Idaho Stateman
新生児は生まれてすぐ母親の声を聞き分けることができるという。胎児に聴覚が備わるのは比較的早く、母親の声を聴きながら成長するからだ。
米アイダホで約3カ月前に誕生したアナベル・ローレスちゃんは、生まれてすぐの聴力検査にパスしなかった。「羊水が耳に入ってしまっていて聞こえないことはよくあるんですよ」という医師の言葉に両親は安心し、家に連れて帰った。しかしその後、両親は犬のけたたましい鳴き声や、ドアのチャイムに娘がまったく反応しないことに気がついた。
母親のサラ・ジョー・ローレスさんはアナベルちゃんの目の前で、洗濯機のドアを続けて5回ほど思い切り閉めてみたが、びっくりするどころか注意を向けることもなかったという。耳の専門病院を受診したところ、アナベルちゃんには深刻な聴覚障害があることがわかった。この時、彼女は生後1カ月。この小さな赤ちゃんは、これまでまったく音のない世界に生きてきたのだ。「あの時は、絶望しました」と両親は振り返る。
ローレス夫妻は娘のために補聴器を作ることを決意。2カ月後の7月20日、補聴器のテストをするために親子は再び病院を訪れた。仕事で同行できなかった夫のために、サラ・ジョーさんは娘に補聴器を付ける瞬間を録画し始めた。
「聴こえる? こんにちは! ママの声が聴こえる?」
そう問いかけると、アナベルちゃんは目を見開き、笑顔を見せた。今までにない反応だった。手を叩くとそちらへ顔を向ける。
「カメラをかまえながら、大泣きしてしまいました。聴覚訓練士が手を叩く音を聴いたときのアナベルの反応は一生忘れません。きっと彼女本人もです。大人になったら、このビデオを見せてあげるつもりだから」
そう、TODAYに話すサラ・ジョーさんだが、なぜ取材を受けているのか──このビデオが予想に反してバイラル化したためだ。最初は夫に見せるためだけに動画共有サイトに投稿したはずが次第に注目を集め、世界中からアクセスが殺到。愛らしいアナベルちゃんに心奪われる人が続出している。
絶望が希望に変わった日、仕事から帰宅してこのビデオを見た父親は涙を流し、夜になるまでずっと娘とおしゃべりして過ごしたという。「彼が話している間に、アナベルは胸の上で寝てしまったの」とサラ・ジョーさんは地元紙「Idaho Statesman」の取材に幸せそうに語った。

データ部 ->
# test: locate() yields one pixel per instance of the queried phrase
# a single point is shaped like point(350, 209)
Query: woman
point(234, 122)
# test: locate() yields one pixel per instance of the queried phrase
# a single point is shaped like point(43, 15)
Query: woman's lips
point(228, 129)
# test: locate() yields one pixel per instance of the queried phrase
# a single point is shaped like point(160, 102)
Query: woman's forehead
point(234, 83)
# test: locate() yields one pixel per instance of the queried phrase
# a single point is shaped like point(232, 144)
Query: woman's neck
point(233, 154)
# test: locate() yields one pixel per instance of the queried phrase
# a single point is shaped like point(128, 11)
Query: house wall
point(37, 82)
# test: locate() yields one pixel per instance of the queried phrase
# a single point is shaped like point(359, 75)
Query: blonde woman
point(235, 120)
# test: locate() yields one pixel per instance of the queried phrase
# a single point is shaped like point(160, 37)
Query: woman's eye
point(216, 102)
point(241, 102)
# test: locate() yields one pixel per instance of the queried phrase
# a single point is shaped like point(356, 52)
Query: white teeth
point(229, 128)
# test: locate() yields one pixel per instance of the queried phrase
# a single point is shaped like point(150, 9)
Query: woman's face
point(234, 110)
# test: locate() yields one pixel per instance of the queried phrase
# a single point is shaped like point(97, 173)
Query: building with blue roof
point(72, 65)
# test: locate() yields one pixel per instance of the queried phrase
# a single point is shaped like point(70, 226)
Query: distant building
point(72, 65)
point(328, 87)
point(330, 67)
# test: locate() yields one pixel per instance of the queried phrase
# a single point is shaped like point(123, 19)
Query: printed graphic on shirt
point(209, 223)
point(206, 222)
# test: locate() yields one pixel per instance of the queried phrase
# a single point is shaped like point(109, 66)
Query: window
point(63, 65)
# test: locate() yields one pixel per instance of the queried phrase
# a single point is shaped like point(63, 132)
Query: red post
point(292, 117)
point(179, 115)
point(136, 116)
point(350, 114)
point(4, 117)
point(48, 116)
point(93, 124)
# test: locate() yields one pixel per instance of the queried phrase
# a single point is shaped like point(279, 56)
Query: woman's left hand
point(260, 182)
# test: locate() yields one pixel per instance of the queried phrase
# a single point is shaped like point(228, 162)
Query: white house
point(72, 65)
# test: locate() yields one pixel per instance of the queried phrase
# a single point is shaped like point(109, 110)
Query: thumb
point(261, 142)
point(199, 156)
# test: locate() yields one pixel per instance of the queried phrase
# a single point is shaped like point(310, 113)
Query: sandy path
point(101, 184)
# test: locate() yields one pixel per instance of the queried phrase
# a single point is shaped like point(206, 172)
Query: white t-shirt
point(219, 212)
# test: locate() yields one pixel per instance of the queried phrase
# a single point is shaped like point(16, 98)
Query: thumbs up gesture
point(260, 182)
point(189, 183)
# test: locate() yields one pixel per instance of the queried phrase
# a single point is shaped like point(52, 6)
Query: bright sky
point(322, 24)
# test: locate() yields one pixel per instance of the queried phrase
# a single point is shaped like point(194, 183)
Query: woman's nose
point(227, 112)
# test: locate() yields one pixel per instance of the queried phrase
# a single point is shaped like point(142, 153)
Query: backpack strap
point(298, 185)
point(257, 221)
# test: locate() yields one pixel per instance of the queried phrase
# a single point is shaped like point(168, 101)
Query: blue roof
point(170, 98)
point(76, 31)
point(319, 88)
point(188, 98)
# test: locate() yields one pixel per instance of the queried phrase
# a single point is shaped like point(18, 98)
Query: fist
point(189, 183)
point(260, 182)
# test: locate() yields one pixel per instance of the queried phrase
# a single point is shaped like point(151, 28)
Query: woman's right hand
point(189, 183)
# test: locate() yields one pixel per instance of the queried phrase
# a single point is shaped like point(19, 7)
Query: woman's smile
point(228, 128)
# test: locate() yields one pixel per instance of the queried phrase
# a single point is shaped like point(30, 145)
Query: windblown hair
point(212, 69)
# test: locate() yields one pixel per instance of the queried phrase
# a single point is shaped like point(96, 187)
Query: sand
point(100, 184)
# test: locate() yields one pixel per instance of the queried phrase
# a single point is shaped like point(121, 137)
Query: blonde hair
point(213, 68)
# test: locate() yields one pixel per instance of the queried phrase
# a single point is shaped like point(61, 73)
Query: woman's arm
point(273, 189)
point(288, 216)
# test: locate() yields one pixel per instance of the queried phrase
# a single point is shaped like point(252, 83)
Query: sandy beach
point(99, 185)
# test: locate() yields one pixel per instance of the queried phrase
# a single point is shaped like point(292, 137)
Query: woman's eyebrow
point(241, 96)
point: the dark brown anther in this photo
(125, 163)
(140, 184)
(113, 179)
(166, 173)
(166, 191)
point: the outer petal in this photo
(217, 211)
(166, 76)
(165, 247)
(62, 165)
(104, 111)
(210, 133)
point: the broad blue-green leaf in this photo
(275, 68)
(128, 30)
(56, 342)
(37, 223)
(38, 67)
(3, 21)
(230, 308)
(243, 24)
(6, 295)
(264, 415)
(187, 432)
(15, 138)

課題 A -> アナベルちゃんの記事によると、補聴器のテストのために親子が再び病院を訪れたのは何月何日ですか。
課題 B -> アナベルちゃんの記事から、「Idaho Stateman」という語句を含むところで始まり「を叩くとそちらへ顔を向ける。」で終わる部分を、一字も変えずに書き写しなさい。

解答 A -> 7月20日です。

解答 B ->
Idaho Stateman
新生児は生まれてすぐ母親の声を聞き分けることができるという。胎児に聴覚が備わるのは比較的早く、母親の声を聴きながら成長するからだ。
米アイダホで約3カ月前に誕生したアナベル・ローレスちゃんは、生まれてすぐの聴力検査にパスしなかった。「羊水が耳に入ってしまっていて聞こえないことはよくあるんですよ」という医師の言葉に両親は安心し、家に連れて帰った。しかしその後、両親は犬のけたたましい鳴き声や、ドアのチャイムに娘がまったく反応しないことに気がついた。
母親のサラ・ジョー・ローレスさんはアナベルちゃんの目の前で、洗濯機のドアを続けて5回ほど思い切り閉めてみたが、びっくりするどころか注意を向けることもなかったという。耳の専門病院を受診したところ、アナベルちゃんには深刻な聴覚障害があることがわかった。この時、彼女は生後1カ月。この小さな赤ちゃんは、これまでまったく音のない世界に生きてきたのだ。「あの時は、絶望しました」と両親は振り返る。
ローレス夫妻は娘のために補聴器を作ることを決意。2カ月後の7月20日、補聴器のテストをするために親子は再び病院を訪れた。仕事で同行できなかった夫のために、サラ・ジョーさんは娘に補聴器を付ける瞬間を録画し始めた。
「聴こえる? こんにちは! ママの声が聴こえる?」
そう問いかけると、アナベルちゃんは目を見開き、笑顔を見せた。今までにない反応だった。手を叩くとそちらへ顔を向ける。